* start EXTRACTED MATERIAL *
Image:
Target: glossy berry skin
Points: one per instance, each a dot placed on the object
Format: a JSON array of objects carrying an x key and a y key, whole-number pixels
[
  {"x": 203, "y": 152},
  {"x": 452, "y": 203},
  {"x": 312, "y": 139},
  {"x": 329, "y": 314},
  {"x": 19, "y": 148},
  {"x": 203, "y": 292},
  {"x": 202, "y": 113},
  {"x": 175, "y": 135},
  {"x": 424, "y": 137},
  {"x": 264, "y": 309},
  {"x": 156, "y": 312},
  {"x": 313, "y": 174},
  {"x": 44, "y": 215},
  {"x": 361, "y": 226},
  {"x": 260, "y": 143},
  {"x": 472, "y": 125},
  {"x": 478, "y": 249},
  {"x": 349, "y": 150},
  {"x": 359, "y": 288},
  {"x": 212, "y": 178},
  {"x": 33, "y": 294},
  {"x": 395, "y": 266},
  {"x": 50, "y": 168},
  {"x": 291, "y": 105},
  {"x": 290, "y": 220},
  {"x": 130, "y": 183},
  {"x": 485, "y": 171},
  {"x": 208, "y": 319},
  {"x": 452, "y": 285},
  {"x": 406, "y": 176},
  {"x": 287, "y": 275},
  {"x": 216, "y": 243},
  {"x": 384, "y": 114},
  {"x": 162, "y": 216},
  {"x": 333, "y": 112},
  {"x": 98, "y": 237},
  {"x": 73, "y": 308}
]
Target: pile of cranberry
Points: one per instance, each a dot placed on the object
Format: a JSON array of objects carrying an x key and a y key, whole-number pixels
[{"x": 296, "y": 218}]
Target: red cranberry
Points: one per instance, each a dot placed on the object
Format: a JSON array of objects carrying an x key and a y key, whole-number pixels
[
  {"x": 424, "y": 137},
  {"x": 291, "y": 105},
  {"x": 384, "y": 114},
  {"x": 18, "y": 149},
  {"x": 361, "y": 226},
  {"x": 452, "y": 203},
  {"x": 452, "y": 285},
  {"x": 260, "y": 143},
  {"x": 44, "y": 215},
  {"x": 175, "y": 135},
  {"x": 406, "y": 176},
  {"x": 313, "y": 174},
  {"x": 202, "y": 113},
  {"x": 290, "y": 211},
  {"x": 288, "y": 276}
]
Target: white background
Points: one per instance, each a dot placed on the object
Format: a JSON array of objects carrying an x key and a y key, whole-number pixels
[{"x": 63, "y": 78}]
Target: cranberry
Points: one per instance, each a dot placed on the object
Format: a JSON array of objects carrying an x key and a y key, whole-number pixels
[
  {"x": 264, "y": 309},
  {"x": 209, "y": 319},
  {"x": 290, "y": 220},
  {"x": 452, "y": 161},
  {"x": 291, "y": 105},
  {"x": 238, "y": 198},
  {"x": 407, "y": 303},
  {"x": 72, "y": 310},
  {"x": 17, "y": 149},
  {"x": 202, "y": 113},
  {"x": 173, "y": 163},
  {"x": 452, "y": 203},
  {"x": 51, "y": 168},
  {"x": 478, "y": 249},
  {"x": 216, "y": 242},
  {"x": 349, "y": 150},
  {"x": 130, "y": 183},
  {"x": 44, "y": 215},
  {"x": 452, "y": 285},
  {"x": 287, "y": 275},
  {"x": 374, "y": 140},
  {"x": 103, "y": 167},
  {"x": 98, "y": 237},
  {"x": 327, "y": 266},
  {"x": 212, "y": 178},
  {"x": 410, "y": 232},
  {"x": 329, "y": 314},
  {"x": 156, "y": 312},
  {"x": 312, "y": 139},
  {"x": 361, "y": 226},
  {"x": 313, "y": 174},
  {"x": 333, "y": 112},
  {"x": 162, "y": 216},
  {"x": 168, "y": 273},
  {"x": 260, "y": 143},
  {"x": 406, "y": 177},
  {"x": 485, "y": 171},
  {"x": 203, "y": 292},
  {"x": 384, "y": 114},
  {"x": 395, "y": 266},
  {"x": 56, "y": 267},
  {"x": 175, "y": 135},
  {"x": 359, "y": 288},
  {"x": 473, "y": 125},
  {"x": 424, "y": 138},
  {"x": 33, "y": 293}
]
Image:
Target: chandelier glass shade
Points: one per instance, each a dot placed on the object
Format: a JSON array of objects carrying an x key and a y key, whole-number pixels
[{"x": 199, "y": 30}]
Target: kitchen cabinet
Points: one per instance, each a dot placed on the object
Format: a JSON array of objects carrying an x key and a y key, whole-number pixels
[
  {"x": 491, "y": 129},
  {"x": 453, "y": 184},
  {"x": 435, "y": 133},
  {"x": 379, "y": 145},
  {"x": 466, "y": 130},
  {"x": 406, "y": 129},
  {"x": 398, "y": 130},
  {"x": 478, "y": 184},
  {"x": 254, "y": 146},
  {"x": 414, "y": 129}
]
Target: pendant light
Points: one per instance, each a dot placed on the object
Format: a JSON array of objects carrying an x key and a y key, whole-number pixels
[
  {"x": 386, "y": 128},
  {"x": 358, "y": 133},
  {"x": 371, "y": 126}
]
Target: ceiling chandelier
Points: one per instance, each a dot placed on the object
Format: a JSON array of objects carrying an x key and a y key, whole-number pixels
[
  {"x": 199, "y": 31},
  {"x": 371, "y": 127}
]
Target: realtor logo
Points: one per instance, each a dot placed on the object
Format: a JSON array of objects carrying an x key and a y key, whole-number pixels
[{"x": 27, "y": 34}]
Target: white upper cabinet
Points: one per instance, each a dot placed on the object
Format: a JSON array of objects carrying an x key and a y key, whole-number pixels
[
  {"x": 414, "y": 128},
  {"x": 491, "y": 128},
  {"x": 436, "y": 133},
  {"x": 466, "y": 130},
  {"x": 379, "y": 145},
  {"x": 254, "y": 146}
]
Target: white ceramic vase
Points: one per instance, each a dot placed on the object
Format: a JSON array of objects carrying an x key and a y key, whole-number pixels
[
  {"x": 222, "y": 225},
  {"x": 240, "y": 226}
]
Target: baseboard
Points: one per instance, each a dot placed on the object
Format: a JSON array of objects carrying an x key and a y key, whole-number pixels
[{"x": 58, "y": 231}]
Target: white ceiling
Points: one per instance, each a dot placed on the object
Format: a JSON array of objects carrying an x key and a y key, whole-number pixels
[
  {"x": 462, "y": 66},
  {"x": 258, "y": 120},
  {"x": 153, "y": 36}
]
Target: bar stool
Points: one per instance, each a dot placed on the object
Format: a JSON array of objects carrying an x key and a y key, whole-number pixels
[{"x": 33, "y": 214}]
* end EXTRACTED MATERIAL *
● **TASK DESCRIPTION**
All of the data needs to be printed once more, exactly.

● **RESPONSE TO THIS EXERCISE**
Image:
Target: glossy berry skin
Points: one per instance, each a dot placed on the object
Format: a JSON array of objects carrying an x key and a y key, whole-number pixels
[
  {"x": 203, "y": 152},
  {"x": 452, "y": 203},
  {"x": 312, "y": 139},
  {"x": 329, "y": 314},
  {"x": 19, "y": 148},
  {"x": 203, "y": 292},
  {"x": 202, "y": 113},
  {"x": 175, "y": 135},
  {"x": 424, "y": 137},
  {"x": 264, "y": 309},
  {"x": 156, "y": 312},
  {"x": 313, "y": 174},
  {"x": 44, "y": 215},
  {"x": 361, "y": 226},
  {"x": 260, "y": 143},
  {"x": 472, "y": 125},
  {"x": 478, "y": 249},
  {"x": 349, "y": 150},
  {"x": 359, "y": 288},
  {"x": 212, "y": 178},
  {"x": 33, "y": 294},
  {"x": 395, "y": 266},
  {"x": 50, "y": 168},
  {"x": 291, "y": 105},
  {"x": 290, "y": 220},
  {"x": 130, "y": 183},
  {"x": 485, "y": 171},
  {"x": 208, "y": 319},
  {"x": 452, "y": 285},
  {"x": 406, "y": 176},
  {"x": 287, "y": 275},
  {"x": 216, "y": 243},
  {"x": 384, "y": 114},
  {"x": 162, "y": 216},
  {"x": 333, "y": 112},
  {"x": 98, "y": 237},
  {"x": 73, "y": 308}
]
Target: pile of cranberry
Points: one per instance, each a dot placed on the object
Format: a JSON array of objects carrying an x key and a y key, whole-number pixels
[{"x": 296, "y": 218}]
Target: red cranberry
Points: one per instance, each a dot placed on the object
Format: a JSON array of objects carrying an x key and a y key, whole-number pixels
[
  {"x": 424, "y": 137},
  {"x": 291, "y": 105},
  {"x": 384, "y": 114},
  {"x": 18, "y": 149},
  {"x": 361, "y": 226},
  {"x": 452, "y": 203},
  {"x": 452, "y": 285},
  {"x": 260, "y": 143},
  {"x": 44, "y": 215},
  {"x": 175, "y": 135},
  {"x": 406, "y": 176},
  {"x": 313, "y": 174},
  {"x": 202, "y": 113},
  {"x": 290, "y": 211},
  {"x": 288, "y": 276}
]
Target: white background
Points: one per instance, each a dot placed on the object
Format: a JSON array of objects carrying an x key and a y key, whole-number pixels
[{"x": 63, "y": 78}]
Target: cranberry
Points: one per instance, each a dot placed on the object
Format: a JSON array of objects carrying an x key and a y key, whole-number pixels
[
  {"x": 264, "y": 309},
  {"x": 209, "y": 319},
  {"x": 290, "y": 220},
  {"x": 452, "y": 161},
  {"x": 291, "y": 105},
  {"x": 238, "y": 198},
  {"x": 407, "y": 303},
  {"x": 72, "y": 310},
  {"x": 17, "y": 149},
  {"x": 202, "y": 113},
  {"x": 173, "y": 163},
  {"x": 452, "y": 203},
  {"x": 51, "y": 168},
  {"x": 478, "y": 249},
  {"x": 216, "y": 242},
  {"x": 349, "y": 150},
  {"x": 130, "y": 183},
  {"x": 44, "y": 215},
  {"x": 452, "y": 285},
  {"x": 287, "y": 275},
  {"x": 374, "y": 140},
  {"x": 103, "y": 167},
  {"x": 98, "y": 237},
  {"x": 327, "y": 266},
  {"x": 212, "y": 178},
  {"x": 410, "y": 232},
  {"x": 329, "y": 314},
  {"x": 156, "y": 312},
  {"x": 312, "y": 139},
  {"x": 361, "y": 226},
  {"x": 313, "y": 174},
  {"x": 333, "y": 112},
  {"x": 162, "y": 216},
  {"x": 168, "y": 273},
  {"x": 260, "y": 143},
  {"x": 406, "y": 177},
  {"x": 485, "y": 171},
  {"x": 203, "y": 292},
  {"x": 384, "y": 114},
  {"x": 395, "y": 266},
  {"x": 56, "y": 267},
  {"x": 175, "y": 135},
  {"x": 359, "y": 288},
  {"x": 473, "y": 125},
  {"x": 424, "y": 138},
  {"x": 33, "y": 293}
]
Image:
Target: chandelier glass shade
Points: one per instance, each a dot placed on the object
Format: a JSON array of objects carrying an x key and a y key, whole-number pixels
[{"x": 199, "y": 30}]
Target: kitchen cabinet
Points: one per instance, each a dot placed on the object
Format: a JSON array of objects carrying an x key and a y key, whole-number pixels
[
  {"x": 491, "y": 129},
  {"x": 453, "y": 184},
  {"x": 435, "y": 133},
  {"x": 379, "y": 145},
  {"x": 466, "y": 130},
  {"x": 406, "y": 129},
  {"x": 398, "y": 130},
  {"x": 478, "y": 184},
  {"x": 254, "y": 146},
  {"x": 414, "y": 129}
]
Target: pendant light
Points: one per instance, each a dot placed on the object
Format: a JSON array of objects carrying an x key and a y key, whole-number pixels
[
  {"x": 386, "y": 128},
  {"x": 358, "y": 133},
  {"x": 371, "y": 126}
]
Target: ceiling chandelier
Points: one per instance, each a dot placed on the object
Format: a JSON array of objects carrying an x key and a y key, whole-number pixels
[
  {"x": 199, "y": 31},
  {"x": 371, "y": 127}
]
Target: realtor logo
Points: one per instance, each a dot placed on the object
Format: a JSON array of objects carrying an x key and a y key, whole-number pixels
[{"x": 27, "y": 34}]
Target: white upper cabinet
Points: one per instance, each a dot placed on the object
Format: a JSON array of objects carrying an x key and a y key, whole-number pixels
[
  {"x": 414, "y": 128},
  {"x": 491, "y": 128},
  {"x": 436, "y": 133},
  {"x": 466, "y": 130},
  {"x": 379, "y": 145},
  {"x": 254, "y": 146}
]
Target: white ceramic vase
Points: one per instance, each a dot placed on the object
Format: a JSON array of objects carrying an x key and a y key, whole-number pixels
[
  {"x": 222, "y": 225},
  {"x": 240, "y": 226}
]
Target: baseboard
Points: one per instance, each a dot placed on the object
Format: a JSON array of objects carrying an x key and a y key, whole-number pixels
[{"x": 58, "y": 231}]
Target: white ceiling
Points: one per instance, each a dot placed on the object
Format: a JSON array of objects carrying an x key and a y key, whole-number pixels
[
  {"x": 462, "y": 66},
  {"x": 258, "y": 120},
  {"x": 153, "y": 36}
]
Target: bar stool
Points: one per instance, each a dot placed on the object
Format: a JSON array of objects carrying an x key and a y key, whole-number pixels
[{"x": 33, "y": 214}]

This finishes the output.